— begin Record extracts —
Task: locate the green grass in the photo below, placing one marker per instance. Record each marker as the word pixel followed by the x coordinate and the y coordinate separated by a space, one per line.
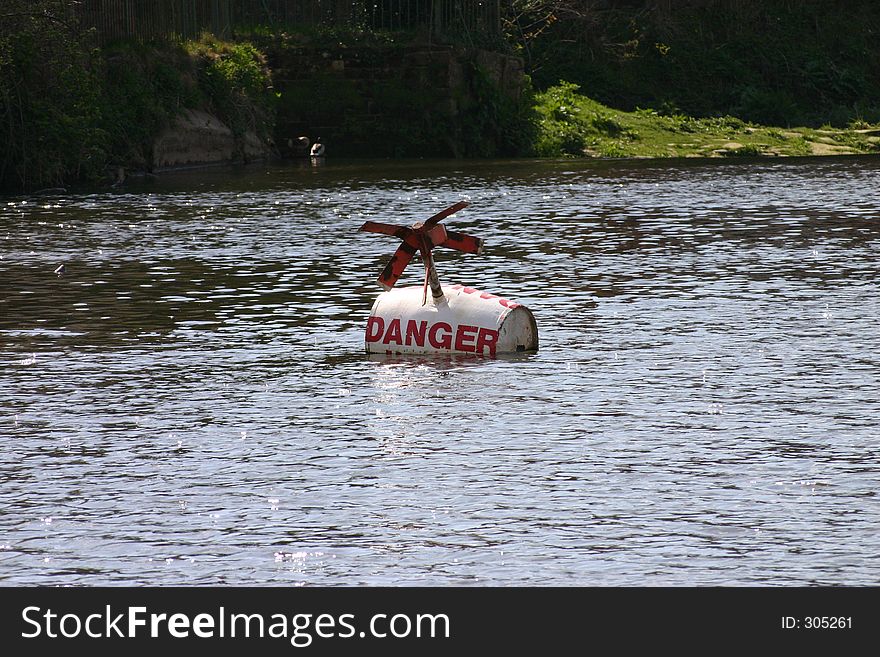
— end Record extracts —
— begin Record extracts —
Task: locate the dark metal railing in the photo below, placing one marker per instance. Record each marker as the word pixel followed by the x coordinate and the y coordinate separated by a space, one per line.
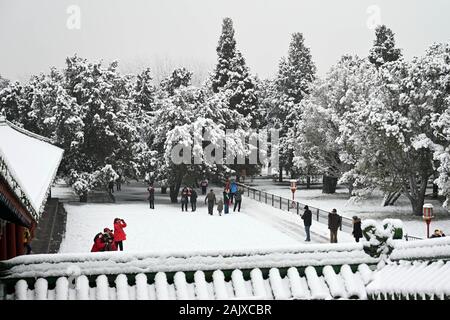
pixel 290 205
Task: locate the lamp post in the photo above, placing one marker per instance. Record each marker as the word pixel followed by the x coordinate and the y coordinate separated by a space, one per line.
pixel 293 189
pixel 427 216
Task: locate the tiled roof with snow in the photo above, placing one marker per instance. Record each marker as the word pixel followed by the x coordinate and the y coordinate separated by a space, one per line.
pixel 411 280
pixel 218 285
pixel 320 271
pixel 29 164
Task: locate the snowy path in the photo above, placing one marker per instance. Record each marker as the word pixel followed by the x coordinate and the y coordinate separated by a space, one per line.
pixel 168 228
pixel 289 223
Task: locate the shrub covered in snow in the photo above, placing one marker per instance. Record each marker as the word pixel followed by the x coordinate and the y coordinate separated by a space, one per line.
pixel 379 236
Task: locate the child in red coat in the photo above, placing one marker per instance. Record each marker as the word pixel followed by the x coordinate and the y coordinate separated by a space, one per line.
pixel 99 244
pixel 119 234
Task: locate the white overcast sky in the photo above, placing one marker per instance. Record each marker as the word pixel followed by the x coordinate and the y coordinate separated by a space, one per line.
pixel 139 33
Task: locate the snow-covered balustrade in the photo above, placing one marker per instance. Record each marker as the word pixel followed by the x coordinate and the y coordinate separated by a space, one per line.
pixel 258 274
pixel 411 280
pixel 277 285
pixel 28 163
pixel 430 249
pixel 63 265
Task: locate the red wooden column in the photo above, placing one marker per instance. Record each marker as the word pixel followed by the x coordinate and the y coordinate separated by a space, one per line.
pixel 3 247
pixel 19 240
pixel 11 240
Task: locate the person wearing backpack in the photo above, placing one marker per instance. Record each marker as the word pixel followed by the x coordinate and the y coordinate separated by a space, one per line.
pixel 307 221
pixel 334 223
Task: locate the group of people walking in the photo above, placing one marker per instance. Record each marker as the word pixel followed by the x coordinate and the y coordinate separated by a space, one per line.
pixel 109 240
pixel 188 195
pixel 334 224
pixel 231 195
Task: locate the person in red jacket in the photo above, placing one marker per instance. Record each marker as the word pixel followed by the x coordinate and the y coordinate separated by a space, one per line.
— end Record extracts —
— begin Record extracts —
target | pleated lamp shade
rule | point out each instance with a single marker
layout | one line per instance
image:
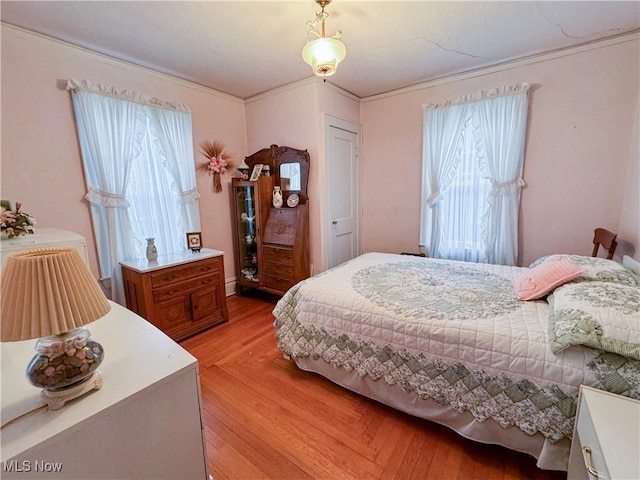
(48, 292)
— end Record extracts —
Direction: Pull out every line of the entries above that contains the string "person", and copy each one in full. The match is case-sensitive.

Answer for this exercise:
Task: locate the person wearing backpack in the photo above, placing one marker per instance. Record each marker as the word pixel followed by the x coordinate and the y coordinate separated by a space, one per line.
Task: locate the person in red jacket in the photo above, placing one marker per instance. Record each marker as the word pixel followed by the x coordinate and the y coordinate separated by a space, one per line.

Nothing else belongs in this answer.